**Task to carry out:**
Output every line below without omitting or altering anything.

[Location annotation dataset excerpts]
----------
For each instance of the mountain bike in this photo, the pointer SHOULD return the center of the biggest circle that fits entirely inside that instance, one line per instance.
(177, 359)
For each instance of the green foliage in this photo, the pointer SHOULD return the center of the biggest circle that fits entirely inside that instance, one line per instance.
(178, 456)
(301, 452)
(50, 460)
----------
**Exercise output:**
For each instance of the mountain bike in this photo, the pointer SHOULD return the center of the biggest circle that fits entirely inside that instance, one line per instance.
(177, 359)
For each instance of the green foliage in this photo, the pointer SHOULD return the center of the biggest circle that fits entirely inside that instance, one line per instance.
(178, 456)
(301, 452)
(50, 460)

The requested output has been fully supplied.